### [Selection]
# Is it just me or are saugeyes the hardest fish to catch in central ohio?



## 93stratosfishnski (Aug 25, 2011)

i've had no problem landing 20+ of every other species this summer...
largemouth-35
small mouth-22
white bass-26
hybrids-52
crappies-145
bluegills-tons
catfish-31

*saugeyes-2*

I fished indian lake today with my dad from the bank because i'm waiting on parts for my boat, and people caught fish all around us. we mocked their baits, they're technique.. and i missed 1 bite and caught a scale and a rock.
*Thats right you heard it here.. my hook stuck into a rock and I then reeled it in like 10 ft to the shore. * BUT NO SAUGEYES!!!!!!

i'm about to pay some of our pros here for a guided tour.

RANT OFF


----------



## killingtime (Apr 29, 2009)

saugeye can get the best of you sometimes. i have been on both sides of what your talking about. i walked up to a spot where about 15 guys were fishing and the guy next to me said they are not hitting worth a darn and 40 minutes later i walk out with a limit and a couple nights late i go up and fish for 3 hours and catch 1 while a few guys next to me got there limit. i just dont know what to say i guess keep going after them until you get that groove going. were you fishing with the same baits as them or something differant.


----------



## puterdude (Jan 27, 2006)

First off it may be your attitude.You are probably trying too hard.Go out and just go out for the fun of it.Don't go out with the attitude that your are targeting them.Just go out with the frame of mind you are fishing because you enjoy it.Be ready and do fish with a style or method favorable for eyes but don't try so hard.If you are going out beating yourself up over them before you start you've set yourself up for failure already and as odd as it may sound ,attitude is half the battle.You can do it,just any of the rest of us.Just quit trying so hard.


----------



## 93stratosfishnski (Aug 25, 2011)

puterdude said:


> First off it may be your attitude.You are probably trying too hard.Go out and just go out for the fun of it.Don't go out with the attitude that your are targeting them.Just go out with the frame of mind you are fishing because you enjoy it.Be ready and do fish with a style or method favorable for eyes but don't try so hard.If you are going out beating yourself up over them before you start you've set yourself up for failure already and as odd as it may sound ,attitude is half the battle.You can do it,just any of the rest of us.Just quit trying so hard.


To be fair, it was definitely discouraging watch a fire tiger blade bait slow retrieved on the bottom catch fish right next to me when i had the same bait on, and same thing with a double rigged chartreuse grub tipped with minnow bounced on the bottom.. i copied to no avail... that being said even counting a full day today i've spent maybe 13-14 hrs on saugeyes this year, they just haven't exploded like other fish have for me.

I ALWAYS enjoy fishing, matter of fact my dad was tired by about 4pm so on the way back to columbus I hit griggs for an hour just to wash the skunk off, and landed a few fish. Its just a fishing technique i need to learn

thanks guys


----------



## puterdude (Jan 27, 2006)

Well I can already see two requirements you have in your favor,the love for fishing & persistance. I have a feeling you'll get the hang of it before first ice and be posting some nice pics for us to view.Stay after it and you'll be rewarded soon.


----------



## killingtime (Apr 29, 2009)

i am no expert at all but the vibes can be a tricky bait. i personally am a basic fisherman with just 3" twister tails and 1/8 ounce jig. i get discouraged with swimbaits,stickbaits, and vibes but i usually can catch atleast a couple. over all i think twisters are a neautral bait for saugeye, you can usually get them to hit with realing it fast or slowly bumping it on the bottom. just stick with it until you find you what catches you fish.

### [Given data]

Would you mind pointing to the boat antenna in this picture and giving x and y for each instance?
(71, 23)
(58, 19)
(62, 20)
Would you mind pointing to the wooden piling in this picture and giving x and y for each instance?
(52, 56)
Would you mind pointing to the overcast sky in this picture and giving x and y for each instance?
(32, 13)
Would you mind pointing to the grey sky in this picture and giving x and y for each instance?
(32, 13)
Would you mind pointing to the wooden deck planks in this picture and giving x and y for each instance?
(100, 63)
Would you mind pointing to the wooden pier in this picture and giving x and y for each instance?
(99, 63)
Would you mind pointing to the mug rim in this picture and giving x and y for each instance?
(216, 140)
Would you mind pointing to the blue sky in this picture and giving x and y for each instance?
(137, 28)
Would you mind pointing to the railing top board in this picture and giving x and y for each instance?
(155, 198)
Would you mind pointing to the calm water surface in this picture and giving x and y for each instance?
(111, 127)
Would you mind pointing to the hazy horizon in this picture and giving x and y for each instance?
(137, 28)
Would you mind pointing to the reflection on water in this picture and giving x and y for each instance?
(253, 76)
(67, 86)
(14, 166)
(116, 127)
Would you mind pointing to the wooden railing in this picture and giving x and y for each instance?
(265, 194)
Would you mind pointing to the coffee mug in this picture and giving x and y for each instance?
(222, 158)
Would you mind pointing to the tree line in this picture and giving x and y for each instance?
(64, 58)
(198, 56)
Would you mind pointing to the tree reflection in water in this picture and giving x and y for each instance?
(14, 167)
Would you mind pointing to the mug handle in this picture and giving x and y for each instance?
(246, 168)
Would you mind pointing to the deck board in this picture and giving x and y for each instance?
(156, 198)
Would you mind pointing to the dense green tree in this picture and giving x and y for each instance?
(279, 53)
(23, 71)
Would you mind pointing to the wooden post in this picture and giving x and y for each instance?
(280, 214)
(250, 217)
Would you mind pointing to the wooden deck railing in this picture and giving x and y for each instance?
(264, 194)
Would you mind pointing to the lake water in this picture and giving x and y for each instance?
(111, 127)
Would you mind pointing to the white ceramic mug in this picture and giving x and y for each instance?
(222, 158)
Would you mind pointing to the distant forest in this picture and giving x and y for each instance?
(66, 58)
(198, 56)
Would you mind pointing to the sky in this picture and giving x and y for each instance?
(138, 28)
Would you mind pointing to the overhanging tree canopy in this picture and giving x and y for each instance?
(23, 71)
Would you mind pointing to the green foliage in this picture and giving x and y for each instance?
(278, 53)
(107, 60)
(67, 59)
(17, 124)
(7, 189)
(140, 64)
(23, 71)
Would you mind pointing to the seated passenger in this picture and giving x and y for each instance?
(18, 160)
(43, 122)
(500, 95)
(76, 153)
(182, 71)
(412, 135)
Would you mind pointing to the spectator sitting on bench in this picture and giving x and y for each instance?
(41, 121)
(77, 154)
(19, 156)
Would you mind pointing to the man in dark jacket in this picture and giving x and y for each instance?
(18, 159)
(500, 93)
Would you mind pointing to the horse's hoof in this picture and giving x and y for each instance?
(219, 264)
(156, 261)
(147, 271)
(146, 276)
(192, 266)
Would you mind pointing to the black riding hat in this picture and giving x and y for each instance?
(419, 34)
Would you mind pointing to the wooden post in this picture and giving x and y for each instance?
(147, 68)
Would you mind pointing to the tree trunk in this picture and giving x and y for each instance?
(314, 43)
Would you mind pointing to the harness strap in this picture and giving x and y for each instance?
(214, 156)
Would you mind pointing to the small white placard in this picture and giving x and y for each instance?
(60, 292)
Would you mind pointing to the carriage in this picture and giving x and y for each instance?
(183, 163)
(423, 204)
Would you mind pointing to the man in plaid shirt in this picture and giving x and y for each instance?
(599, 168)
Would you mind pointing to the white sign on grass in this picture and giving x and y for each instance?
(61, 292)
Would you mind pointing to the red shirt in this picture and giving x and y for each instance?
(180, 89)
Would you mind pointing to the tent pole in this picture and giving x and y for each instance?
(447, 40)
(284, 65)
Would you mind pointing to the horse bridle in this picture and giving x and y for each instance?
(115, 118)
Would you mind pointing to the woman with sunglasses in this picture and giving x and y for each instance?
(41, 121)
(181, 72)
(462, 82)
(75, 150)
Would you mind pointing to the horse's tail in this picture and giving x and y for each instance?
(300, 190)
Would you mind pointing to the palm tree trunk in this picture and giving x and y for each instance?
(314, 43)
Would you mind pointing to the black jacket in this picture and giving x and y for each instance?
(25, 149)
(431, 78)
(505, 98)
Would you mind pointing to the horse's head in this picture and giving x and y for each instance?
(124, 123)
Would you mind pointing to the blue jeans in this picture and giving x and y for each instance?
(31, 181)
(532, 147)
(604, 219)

### [What you will do]
[1] In the saugeye thread, rewrite everything from "i've had no" down to "and a rock.", renaming "indian lake" as "alum creek".
[2] According to the saugeye thread, what size of twister tail and jig does killingtime fish with?

### [Written answers]
[1]
i've had no problem landing 20+ of every other species this summer...
largemouth-35
small mouth-22
white bass-26
hybrids-52
crappies-145
bluegills-tons
catfish-31

*saugeyes-2*

I fished alum creek today with my dad from the bank because i'm waiting on parts for my boat, and people caught fish all around us. we mocked their baits, they're technique.. and i missed 1 bite and caught a scale and a rock.

[2] Three-inch twister tails on a 1/8 ounce jig.